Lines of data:
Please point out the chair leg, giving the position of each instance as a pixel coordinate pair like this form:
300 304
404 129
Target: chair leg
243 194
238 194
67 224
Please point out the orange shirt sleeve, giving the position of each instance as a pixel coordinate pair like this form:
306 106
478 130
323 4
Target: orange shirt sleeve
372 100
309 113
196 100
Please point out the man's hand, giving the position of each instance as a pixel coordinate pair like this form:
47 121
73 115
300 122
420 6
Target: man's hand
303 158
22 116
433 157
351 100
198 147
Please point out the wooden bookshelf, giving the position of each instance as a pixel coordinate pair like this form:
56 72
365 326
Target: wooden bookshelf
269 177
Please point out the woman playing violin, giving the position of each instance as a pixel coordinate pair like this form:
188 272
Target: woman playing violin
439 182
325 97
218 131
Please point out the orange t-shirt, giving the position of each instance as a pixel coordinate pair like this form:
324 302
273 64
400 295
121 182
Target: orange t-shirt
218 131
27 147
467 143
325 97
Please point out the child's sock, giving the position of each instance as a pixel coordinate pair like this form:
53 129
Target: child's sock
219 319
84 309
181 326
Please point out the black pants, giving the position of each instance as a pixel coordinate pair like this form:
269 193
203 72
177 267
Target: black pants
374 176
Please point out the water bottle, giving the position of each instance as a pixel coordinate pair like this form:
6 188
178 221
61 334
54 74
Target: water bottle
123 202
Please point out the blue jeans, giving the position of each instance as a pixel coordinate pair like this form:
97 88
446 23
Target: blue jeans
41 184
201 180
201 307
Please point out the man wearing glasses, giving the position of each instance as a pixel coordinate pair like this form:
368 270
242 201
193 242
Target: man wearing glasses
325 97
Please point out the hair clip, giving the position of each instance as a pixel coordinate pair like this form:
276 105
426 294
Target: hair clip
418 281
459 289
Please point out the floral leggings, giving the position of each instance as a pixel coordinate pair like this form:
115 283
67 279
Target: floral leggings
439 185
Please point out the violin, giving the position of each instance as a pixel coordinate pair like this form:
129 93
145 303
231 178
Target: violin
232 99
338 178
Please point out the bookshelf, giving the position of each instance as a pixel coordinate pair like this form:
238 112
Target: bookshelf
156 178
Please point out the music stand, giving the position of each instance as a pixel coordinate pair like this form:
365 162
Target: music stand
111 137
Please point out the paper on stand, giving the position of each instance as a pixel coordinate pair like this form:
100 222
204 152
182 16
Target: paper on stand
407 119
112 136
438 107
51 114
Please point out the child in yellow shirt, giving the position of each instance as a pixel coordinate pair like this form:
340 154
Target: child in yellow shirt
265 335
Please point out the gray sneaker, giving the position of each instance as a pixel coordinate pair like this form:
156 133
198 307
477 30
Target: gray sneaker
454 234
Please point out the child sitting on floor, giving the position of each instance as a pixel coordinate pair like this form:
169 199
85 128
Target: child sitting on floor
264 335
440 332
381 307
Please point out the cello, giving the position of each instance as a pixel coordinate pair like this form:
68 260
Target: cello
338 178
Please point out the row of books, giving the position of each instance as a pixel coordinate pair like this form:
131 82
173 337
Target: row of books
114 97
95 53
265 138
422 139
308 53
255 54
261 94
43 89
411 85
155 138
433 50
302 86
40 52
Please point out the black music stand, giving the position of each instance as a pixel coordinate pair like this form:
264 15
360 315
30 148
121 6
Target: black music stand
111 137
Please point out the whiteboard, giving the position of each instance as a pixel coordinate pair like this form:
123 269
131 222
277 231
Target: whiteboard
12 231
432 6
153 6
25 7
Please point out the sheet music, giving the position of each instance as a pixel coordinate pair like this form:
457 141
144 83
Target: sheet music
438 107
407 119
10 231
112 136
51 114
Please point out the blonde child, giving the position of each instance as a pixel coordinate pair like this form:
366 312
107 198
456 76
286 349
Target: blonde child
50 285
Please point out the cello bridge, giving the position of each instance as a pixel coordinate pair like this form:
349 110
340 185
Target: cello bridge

§ **REQUIRED WORK**
Rescale the data from the line with "Please point out the child in" through the end of the data: repeat every one of those lines, not only the answers, multiplying each answer coordinate by 1.9 and rounding to whole numbers, with halves rounded up. Leave the coordinates given as format samples unchanged.

§ **RESULT OF THE TASK**
Please point out the child in yellow shirt, giving the position of each instance as a pixel coordinate pair like this form:
340 154
Target: child in yellow shirt
504 637
Please point out the gray sneaker, giving the position of each instance as a pixel coordinate pair like this form:
156 133
198 307
477 30
Target: gray sneaker
863 445
Please point out the child sitting on floor, giving the position of each instance as a pixel coordinate pair like this form:
169 199
85 128
Target: child sitting on floor
502 637
836 631
724 583
Please point out the cello, giving the position of each instance as a pixel coordinate pair like this form:
68 260
Target: cello
642 338
Please point out the row of books, giving the position of each instance as a pixel coordinate pair like this form:
131 82
173 337
Target: row of books
217 184
181 101
504 262
802 264
585 101
485 103
496 179
82 169
781 162
295 262
823 95
574 163
76 99
Please point out the black music stand, giving the position of each instance as a pixel coordinate pair like this form:
264 15
360 315
30 148
121 6
Target: black music stand
211 260
Please point out the whiteboard, giving the position of each instance as a pixel coordinate pair like this form:
123 269
131 222
277 231
Target: whiteboard
23 439
821 11
291 11
48 13
Please point out the sheet music, giving the position of each instance as a pixel coordinate pair like this form:
457 141
144 83
Target: sheet music
832 203
773 226
19 439
213 258
97 217
Please point out the blonde child, giving the position of each instance as a pixel coordinate pair like this form:
366 312
107 198
456 76
286 349
Target: blonde child
95 542
Please point out the cello bridge, giving the position of each instance as a pixel coordinate pair like this form:
349 110
340 185
Target: cello bridge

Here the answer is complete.